## WRITTEN PROBLEM A
In the entries below, find every line that contains the word "seated" and copy each of those lines. Case counts.

Yesterday gave us another unfriendly reminder that stocks can be volatile. Investors continue to focus on the US-China trade war, which escalated even further on Monday. As a result, the S&P 500 lost about 3% of its value. That’s the largest one-day point drop since December of last year.

SELL! SELL! SELL? Hopefully not. History has proven that most investors who sell and “wait for things to get better” end up hurting themselves more than helping. Here’s a graphic from JP Morgan and CNBC illustrating what happens if you invested $10,000 from 1999 – 2018 and either stayed fully invested or left the market for a period of time.


The second ouch, while not as painful, was that treasury bond yields also went down. The Fed Rate cuts (and the expectation of more cuts) as well as slower growth prospects are likely to blame. As recently as September of last year, the 10-year treasury yield was at 3% and now sits at 1.84%. The good news here is that if you already owned bonds, you saw their values rise since the market is now willing to pay more for your older, higher yielding bonds.

So, what’s an investor to do? I am going to use the tried and true answers from Schwab Investment Research:

“It’s generally healthier for your portfolio if you resist the urge to sell based solely on recent market movements. You can’t control what the market does, but there are things that you can control. Here are some things you might consider doing now:

Revisit your risk tolerance. Volatility is often a wake-up call for investors who haven’t been engaged in their portfolios. If you’re not comfortable with your risk level, it may be prudent to dial back the overall risk in your portfolio, but keep in mind that it’s important to take into account both short- and long-term goals.

## DATASET ENTRIES
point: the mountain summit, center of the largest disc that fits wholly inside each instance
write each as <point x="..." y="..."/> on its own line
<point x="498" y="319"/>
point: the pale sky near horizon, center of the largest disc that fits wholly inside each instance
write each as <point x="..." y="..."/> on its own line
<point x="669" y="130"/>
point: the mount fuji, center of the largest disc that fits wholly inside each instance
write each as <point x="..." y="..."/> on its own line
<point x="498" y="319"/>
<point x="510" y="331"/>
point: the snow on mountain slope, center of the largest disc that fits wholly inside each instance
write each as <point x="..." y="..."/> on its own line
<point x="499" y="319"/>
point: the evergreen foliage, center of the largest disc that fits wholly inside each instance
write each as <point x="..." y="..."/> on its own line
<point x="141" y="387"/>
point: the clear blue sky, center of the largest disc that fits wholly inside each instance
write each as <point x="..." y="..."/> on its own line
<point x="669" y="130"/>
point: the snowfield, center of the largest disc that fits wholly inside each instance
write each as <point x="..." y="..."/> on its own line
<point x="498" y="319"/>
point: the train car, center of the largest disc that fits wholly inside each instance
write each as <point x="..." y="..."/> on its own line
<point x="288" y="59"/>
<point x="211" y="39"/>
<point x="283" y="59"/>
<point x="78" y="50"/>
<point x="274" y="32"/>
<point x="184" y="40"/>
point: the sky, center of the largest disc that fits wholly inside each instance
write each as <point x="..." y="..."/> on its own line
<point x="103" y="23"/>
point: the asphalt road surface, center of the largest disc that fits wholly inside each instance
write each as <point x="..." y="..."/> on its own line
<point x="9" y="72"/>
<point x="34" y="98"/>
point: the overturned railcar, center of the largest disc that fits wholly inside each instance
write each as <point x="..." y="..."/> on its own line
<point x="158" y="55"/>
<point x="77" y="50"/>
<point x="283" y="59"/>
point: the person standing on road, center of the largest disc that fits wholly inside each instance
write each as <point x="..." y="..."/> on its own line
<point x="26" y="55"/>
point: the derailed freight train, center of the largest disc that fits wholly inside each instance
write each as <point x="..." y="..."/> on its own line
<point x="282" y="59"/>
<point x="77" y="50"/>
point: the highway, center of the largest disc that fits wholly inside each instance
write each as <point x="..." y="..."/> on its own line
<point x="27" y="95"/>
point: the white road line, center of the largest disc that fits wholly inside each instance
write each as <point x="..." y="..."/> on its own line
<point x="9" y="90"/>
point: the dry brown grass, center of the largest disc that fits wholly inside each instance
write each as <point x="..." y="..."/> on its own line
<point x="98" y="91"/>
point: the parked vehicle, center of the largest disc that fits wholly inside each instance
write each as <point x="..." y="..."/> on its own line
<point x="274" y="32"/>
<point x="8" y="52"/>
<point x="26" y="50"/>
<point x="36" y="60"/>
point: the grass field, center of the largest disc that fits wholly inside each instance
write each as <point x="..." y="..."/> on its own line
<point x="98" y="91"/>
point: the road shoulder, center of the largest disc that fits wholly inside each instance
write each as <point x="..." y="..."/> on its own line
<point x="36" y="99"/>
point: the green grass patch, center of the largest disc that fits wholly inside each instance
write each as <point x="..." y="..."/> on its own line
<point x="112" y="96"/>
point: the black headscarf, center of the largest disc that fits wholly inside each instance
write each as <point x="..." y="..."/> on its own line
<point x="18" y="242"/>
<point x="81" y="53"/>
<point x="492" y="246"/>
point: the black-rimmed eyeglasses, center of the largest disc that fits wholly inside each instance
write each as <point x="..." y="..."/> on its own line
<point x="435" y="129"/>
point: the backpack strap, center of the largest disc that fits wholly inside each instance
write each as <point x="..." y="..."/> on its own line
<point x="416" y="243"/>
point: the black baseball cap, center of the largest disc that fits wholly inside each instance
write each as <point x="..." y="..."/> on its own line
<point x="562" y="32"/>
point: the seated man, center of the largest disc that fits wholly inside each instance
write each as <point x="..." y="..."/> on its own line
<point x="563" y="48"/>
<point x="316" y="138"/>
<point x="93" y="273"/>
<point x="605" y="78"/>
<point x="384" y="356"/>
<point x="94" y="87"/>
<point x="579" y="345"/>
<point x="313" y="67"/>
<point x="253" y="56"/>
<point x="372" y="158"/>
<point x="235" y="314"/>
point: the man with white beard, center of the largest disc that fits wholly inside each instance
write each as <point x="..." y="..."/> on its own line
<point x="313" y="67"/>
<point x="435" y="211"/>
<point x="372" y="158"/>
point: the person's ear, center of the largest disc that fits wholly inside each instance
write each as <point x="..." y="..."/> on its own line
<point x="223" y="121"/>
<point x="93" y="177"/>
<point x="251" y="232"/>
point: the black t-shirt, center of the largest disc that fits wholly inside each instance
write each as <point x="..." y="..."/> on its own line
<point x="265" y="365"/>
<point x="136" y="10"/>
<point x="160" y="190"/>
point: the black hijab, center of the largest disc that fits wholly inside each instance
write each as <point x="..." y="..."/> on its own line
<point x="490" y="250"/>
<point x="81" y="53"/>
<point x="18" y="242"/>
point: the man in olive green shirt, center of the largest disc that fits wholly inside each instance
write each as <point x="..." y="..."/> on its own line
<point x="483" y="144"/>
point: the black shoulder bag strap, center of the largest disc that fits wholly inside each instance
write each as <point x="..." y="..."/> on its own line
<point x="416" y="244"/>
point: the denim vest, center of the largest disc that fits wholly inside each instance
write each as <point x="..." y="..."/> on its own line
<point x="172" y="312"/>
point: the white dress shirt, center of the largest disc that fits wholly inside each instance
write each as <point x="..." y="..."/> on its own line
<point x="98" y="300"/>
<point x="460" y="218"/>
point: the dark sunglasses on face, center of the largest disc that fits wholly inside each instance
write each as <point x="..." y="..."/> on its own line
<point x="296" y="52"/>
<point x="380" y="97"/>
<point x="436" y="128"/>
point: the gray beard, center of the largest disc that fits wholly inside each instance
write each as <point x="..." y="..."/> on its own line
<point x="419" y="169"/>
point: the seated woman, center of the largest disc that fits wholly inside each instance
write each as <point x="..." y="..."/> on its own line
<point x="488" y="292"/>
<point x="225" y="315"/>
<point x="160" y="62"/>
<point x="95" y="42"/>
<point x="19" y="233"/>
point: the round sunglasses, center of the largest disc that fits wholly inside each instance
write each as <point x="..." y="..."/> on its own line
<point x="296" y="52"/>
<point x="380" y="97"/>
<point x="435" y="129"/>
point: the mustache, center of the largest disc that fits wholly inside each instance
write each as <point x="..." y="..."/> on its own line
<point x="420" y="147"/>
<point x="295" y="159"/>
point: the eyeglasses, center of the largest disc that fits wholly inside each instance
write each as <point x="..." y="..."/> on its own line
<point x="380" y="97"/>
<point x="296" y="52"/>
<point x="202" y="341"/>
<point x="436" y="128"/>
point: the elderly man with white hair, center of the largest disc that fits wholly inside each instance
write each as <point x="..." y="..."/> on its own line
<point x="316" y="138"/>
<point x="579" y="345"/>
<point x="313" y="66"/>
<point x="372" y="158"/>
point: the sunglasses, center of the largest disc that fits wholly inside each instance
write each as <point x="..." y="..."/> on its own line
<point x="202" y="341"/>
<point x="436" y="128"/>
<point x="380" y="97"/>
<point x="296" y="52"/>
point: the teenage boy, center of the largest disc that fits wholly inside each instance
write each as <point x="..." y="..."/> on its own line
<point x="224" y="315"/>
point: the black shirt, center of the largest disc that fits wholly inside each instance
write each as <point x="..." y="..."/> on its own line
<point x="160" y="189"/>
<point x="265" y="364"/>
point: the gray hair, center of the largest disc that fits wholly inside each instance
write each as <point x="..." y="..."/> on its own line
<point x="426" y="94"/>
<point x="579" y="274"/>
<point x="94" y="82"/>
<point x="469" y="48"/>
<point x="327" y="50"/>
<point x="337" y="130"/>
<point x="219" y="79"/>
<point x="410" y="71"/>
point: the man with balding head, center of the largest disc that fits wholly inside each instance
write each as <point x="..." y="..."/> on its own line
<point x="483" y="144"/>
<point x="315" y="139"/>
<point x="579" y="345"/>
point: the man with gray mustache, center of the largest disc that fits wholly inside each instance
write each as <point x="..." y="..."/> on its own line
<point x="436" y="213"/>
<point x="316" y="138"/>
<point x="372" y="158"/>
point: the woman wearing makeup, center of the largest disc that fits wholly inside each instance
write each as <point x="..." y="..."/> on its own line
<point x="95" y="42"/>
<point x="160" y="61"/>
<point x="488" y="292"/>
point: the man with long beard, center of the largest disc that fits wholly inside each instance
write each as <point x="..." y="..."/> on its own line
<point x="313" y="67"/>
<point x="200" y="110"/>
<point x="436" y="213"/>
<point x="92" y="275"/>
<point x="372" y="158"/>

## WRITTEN PROBLEM B
According to the market commentary, where does the 10-year treasury yield sit now?

## FULL RESPONSE A
point: the seated man, center of the largest disc that fits wholly inside each instance
point: the seated woman, center of the largest disc that fits wholly inside each instance

## FULL RESPONSE B
It sits at 1.84%, down from 3% as recently as September of last year.